| What is required |
Copy the data below line for line, changing nothing, but leave out the picture.

━━━━

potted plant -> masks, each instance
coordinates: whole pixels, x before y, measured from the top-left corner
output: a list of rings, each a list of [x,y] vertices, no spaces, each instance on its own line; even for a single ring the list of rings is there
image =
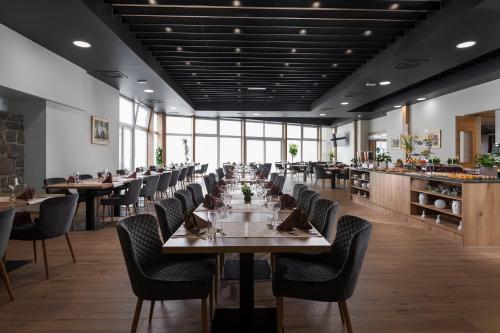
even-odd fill
[[[299,152],[299,145],[296,143],[292,143],[288,146],[288,152],[290,155],[292,155],[292,163],[293,163],[293,158],[297,156],[297,153]]]
[[[155,160],[156,166],[161,168],[163,166],[163,149],[161,147],[156,147]]]
[[[485,176],[498,176],[497,166],[500,159],[495,154],[485,153],[476,157],[476,164],[479,165],[479,173]]]
[[[253,193],[252,193],[252,190],[250,189],[250,186],[248,186],[247,184],[244,184],[241,187],[241,192],[243,193],[245,203],[251,203]]]

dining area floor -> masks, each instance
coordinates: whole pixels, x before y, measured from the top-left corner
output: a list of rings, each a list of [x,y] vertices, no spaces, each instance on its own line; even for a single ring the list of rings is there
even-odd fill
[[[287,178],[285,193],[302,179]],[[313,182],[307,185],[312,188]],[[373,222],[373,233],[349,311],[354,332],[500,331],[500,251],[463,248],[397,216],[352,203],[348,192],[317,186],[340,203],[337,216]],[[148,209],[154,214],[154,208]],[[74,223],[84,221],[83,207]],[[47,242],[50,279],[41,258],[9,272],[15,301],[0,288],[0,332],[127,332],[132,293],[115,223],[71,232],[76,263],[63,238]],[[41,249],[39,250],[39,256]],[[32,260],[30,242],[10,241],[7,260]],[[265,254],[260,255],[265,257]],[[238,306],[238,282],[220,285],[219,304]],[[270,280],[255,283],[255,306],[273,306]],[[199,301],[145,306],[139,332],[198,332]],[[285,299],[285,332],[346,332],[335,303]]]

━━━━

| The answer |
potted plant -> masks, each instance
coordinates: whole pixels, x before y, measured from the top-left corner
output: a list of rings, each a list of [x,y] vertices, no spaces, each instance on its own line; even for a single ring the list of rings is there
image =
even-odd fill
[[[299,152],[299,145],[296,143],[292,143],[288,146],[288,152],[290,155],[292,155],[292,163],[293,163],[293,158],[297,156],[297,153]]]
[[[155,160],[156,166],[161,168],[163,166],[163,149],[161,147],[156,147]]]
[[[485,176],[498,176],[497,166],[500,159],[495,154],[485,153],[476,157],[476,164],[479,165],[479,173]]]
[[[253,193],[252,193],[252,190],[250,189],[250,186],[248,186],[247,184],[244,184],[241,187],[241,192],[243,193],[245,203],[251,203]]]

dining area floor -> masks, each instance
coordinates: whole pixels, x before y, measured from the top-left corner
output: a list of rings, each a list of [x,y] vertices, no spaces, each instance on its own line; even for a single ring the list of rings is there
even-odd fill
[[[287,178],[285,193],[302,179]],[[313,182],[307,185],[312,188]],[[373,222],[373,233],[349,311],[354,332],[500,331],[500,251],[463,248],[397,216],[352,203],[348,192],[317,186],[340,203],[337,216]],[[148,209],[154,214],[154,208]],[[74,223],[84,221],[83,207]],[[47,242],[50,279],[41,258],[9,272],[15,301],[0,288],[0,332],[127,332],[132,293],[115,223],[71,232],[76,263],[63,238]],[[41,249],[39,250],[39,256]],[[32,260],[30,242],[10,241],[7,260]],[[265,254],[260,255],[265,257]],[[238,306],[238,282],[220,285],[219,304]],[[270,280],[255,283],[255,306],[273,306]],[[199,301],[145,306],[139,332],[198,332]],[[285,299],[285,332],[346,332],[335,303]]]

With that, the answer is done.